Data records
☆ ☆ ☆ ☆ ☆ ☆ ☆
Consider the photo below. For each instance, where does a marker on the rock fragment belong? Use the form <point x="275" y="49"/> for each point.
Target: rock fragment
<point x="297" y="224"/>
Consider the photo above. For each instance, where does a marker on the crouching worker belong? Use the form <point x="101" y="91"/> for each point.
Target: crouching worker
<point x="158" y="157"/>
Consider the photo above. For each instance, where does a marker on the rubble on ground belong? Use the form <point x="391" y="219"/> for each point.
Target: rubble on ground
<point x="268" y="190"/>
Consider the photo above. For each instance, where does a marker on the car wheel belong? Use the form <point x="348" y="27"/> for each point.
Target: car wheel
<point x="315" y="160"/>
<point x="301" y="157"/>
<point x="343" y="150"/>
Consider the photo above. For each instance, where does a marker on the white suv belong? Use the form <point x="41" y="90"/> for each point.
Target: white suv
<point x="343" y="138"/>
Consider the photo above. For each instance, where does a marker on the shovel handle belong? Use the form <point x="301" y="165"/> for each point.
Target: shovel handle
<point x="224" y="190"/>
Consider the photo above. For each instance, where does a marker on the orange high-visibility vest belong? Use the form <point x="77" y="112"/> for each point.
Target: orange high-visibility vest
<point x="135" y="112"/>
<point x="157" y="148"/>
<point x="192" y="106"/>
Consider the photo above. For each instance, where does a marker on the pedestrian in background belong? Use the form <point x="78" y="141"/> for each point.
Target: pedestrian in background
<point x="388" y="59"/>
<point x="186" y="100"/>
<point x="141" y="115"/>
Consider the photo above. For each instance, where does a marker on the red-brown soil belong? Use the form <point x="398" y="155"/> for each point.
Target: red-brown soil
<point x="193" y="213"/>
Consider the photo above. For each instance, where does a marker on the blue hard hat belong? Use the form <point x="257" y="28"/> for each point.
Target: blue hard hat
☆ ☆ ☆ ☆ ☆ ☆ ☆
- _Stated task_
Update the full listing above so that every "crouching worker" reads "kneeling worker", and reproduce it with nothing else changed.

- _Task response_
Consider the photo below. For each instance, where does a marker on the rock fragment belong? Use the form <point x="275" y="49"/> for each point.
Target: rock fragment
<point x="297" y="224"/>
Consider the photo above. For each instance, where does a marker on the kneeling worker belong? Use the form <point x="101" y="91"/> for each point.
Target: kneeling worker
<point x="158" y="157"/>
Consider the photo above. For each instance, where does a marker on the rubble on ground belong? Use the form <point x="391" y="219"/> for each point.
Target: rubble on ground
<point x="268" y="190"/>
Consider the photo above. For each instance, where does a marker on the car wheel belong? Use the form <point x="348" y="27"/> for each point.
Target: car wheel
<point x="315" y="160"/>
<point x="301" y="157"/>
<point x="343" y="150"/>
Consider the photo above. For each instance, where does a marker on the white suv belong? Use the form <point x="41" y="90"/> for each point.
Target: white suv
<point x="343" y="138"/>
Consider the photo above. For each instance, where does a marker on the shovel handle belong? Use the form <point x="301" y="165"/> for each point.
Target: shovel handle
<point x="224" y="190"/>
Consider the photo above. For each instance, where does a marker on the orange high-visibility vest belong? Use the form <point x="77" y="112"/> for each point.
Target: orange high-visibility vest
<point x="135" y="112"/>
<point x="157" y="148"/>
<point x="192" y="106"/>
Consider the photo above. For each instance, where does a marker on the pedestrian in background belong? Use the form <point x="78" y="141"/> for each point.
Target: pedestrian in background
<point x="388" y="59"/>
<point x="186" y="100"/>
<point x="141" y="115"/>
Consider the photo above. For each instance, where does a marker on the red-brown soil belong? Use the form <point x="398" y="155"/> for each point.
Target: red-brown soil
<point x="193" y="213"/>
Consider the photo above. For each instance, where does a marker on the blue hard hat belong? Use the form <point x="257" y="28"/> for each point.
Target: blue hard hat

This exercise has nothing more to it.